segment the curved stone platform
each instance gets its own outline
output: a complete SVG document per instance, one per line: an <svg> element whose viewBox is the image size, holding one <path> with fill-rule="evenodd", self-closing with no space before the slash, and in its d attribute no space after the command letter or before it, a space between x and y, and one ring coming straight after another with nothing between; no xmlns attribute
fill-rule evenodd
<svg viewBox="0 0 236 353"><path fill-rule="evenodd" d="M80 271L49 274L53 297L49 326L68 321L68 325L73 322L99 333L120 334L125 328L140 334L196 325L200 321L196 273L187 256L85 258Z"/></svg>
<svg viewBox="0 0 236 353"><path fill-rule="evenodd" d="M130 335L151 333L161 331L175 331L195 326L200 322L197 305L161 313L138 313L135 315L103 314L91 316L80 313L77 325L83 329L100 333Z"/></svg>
* * *
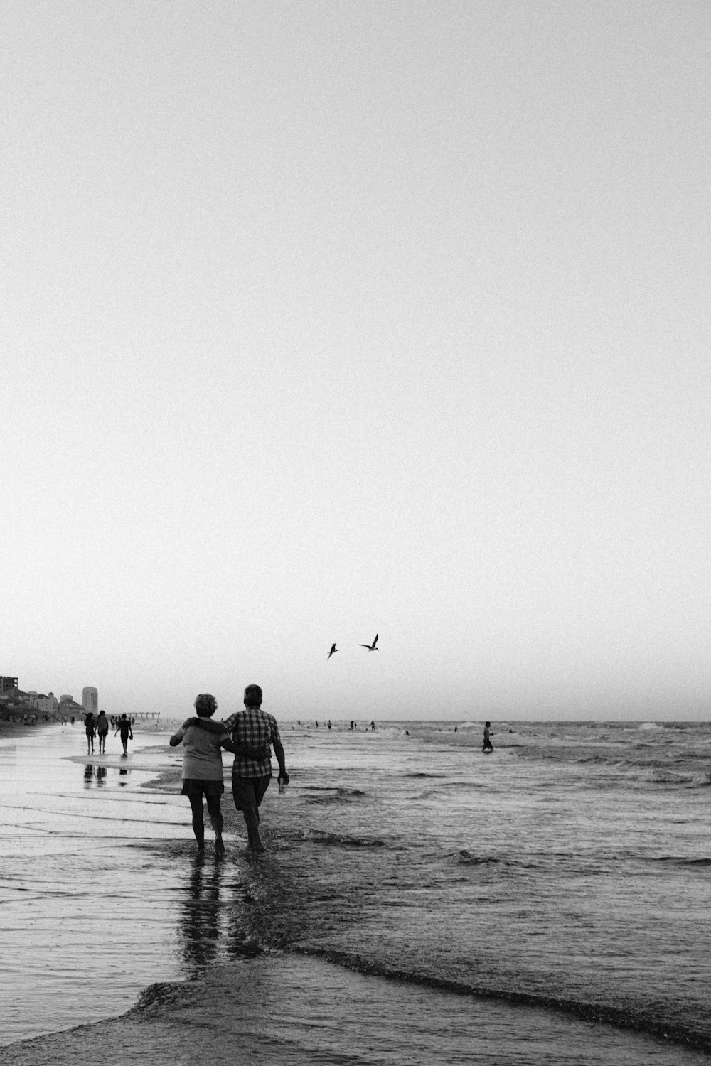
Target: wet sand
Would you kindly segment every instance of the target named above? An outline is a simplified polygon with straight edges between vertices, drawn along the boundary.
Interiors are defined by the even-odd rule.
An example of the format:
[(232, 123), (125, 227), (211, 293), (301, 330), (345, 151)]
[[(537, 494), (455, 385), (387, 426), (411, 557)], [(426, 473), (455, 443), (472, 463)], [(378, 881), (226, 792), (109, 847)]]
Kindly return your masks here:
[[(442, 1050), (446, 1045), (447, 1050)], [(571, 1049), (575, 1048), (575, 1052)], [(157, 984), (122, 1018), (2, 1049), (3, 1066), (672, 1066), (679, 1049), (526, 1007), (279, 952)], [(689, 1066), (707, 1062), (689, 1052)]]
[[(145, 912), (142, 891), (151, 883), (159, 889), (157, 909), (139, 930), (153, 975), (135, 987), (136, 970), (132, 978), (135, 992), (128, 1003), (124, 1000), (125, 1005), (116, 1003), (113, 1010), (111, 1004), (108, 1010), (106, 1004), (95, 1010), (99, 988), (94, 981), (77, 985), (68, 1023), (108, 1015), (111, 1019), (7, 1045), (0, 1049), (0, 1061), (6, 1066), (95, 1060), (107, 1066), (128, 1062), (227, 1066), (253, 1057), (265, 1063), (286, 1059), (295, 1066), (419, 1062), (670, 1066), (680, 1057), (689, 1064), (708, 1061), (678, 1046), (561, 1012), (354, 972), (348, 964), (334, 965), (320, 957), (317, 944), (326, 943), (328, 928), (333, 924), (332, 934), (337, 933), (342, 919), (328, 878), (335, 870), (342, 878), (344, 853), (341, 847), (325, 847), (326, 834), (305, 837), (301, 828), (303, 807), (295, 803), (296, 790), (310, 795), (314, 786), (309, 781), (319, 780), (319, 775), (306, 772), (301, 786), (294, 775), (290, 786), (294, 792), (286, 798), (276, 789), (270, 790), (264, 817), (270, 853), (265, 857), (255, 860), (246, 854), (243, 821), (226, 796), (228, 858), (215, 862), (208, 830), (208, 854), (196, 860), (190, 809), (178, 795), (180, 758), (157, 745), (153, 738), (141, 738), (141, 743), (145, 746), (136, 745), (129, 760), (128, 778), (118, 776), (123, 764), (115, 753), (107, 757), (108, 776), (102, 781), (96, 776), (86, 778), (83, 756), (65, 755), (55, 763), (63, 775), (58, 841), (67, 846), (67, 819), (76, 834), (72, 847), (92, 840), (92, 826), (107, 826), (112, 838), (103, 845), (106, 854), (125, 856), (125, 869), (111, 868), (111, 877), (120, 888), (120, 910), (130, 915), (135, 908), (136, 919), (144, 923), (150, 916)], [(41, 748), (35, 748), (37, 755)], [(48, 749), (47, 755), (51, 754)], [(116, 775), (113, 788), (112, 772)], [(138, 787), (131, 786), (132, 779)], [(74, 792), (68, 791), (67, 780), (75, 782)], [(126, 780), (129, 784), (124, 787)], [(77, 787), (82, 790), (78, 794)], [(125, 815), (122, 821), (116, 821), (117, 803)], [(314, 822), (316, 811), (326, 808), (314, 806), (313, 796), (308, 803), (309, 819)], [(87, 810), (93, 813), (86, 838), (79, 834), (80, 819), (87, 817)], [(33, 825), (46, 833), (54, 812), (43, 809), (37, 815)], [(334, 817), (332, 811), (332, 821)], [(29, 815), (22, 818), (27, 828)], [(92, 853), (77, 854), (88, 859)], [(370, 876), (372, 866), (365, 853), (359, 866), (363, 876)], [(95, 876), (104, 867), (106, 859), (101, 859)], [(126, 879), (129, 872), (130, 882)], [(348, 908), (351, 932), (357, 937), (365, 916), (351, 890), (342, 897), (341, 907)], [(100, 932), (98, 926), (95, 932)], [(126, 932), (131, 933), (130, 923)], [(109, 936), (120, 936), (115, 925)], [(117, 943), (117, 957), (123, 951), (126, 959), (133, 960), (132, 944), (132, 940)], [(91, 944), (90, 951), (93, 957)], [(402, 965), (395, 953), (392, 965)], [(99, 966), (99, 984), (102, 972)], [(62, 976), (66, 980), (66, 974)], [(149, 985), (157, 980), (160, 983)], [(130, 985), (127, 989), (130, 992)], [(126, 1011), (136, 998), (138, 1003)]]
* * *
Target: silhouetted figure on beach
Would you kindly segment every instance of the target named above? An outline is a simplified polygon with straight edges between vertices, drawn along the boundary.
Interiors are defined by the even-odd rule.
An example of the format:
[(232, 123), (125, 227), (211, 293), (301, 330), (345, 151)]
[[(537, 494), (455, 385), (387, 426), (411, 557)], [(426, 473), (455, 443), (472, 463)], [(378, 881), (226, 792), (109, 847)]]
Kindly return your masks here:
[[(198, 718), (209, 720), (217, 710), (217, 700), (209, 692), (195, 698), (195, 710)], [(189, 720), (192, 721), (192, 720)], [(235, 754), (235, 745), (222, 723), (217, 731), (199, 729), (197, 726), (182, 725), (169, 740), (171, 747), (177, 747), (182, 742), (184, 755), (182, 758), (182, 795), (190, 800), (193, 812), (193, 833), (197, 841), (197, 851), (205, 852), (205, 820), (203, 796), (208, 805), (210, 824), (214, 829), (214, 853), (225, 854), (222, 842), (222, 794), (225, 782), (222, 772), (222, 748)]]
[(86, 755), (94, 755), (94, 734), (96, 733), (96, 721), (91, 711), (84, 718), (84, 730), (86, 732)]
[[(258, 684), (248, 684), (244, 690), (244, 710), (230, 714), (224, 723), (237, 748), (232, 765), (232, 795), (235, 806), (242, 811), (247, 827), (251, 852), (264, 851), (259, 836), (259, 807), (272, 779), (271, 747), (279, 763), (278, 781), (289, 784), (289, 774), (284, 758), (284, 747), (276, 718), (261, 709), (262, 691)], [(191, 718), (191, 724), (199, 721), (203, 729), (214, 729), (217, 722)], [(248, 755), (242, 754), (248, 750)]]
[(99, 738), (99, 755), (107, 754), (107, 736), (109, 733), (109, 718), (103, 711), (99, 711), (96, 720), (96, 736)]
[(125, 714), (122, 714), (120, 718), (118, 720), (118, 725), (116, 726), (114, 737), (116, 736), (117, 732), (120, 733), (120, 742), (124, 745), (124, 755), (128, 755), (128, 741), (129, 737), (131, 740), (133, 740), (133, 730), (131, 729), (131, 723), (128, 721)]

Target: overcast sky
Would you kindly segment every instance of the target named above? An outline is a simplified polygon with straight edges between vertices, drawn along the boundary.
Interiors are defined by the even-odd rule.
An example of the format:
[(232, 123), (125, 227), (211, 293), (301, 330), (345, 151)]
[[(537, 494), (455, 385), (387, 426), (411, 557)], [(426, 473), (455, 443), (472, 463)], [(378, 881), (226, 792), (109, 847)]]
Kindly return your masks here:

## Given problem
Write out, unchanged, the rows that open with the line containing "segment the curved stone platform" and close with the line containing "each instance gets its own outline", both included.

## Answer to this exercise
segment the curved stone platform
each instance gets its own outline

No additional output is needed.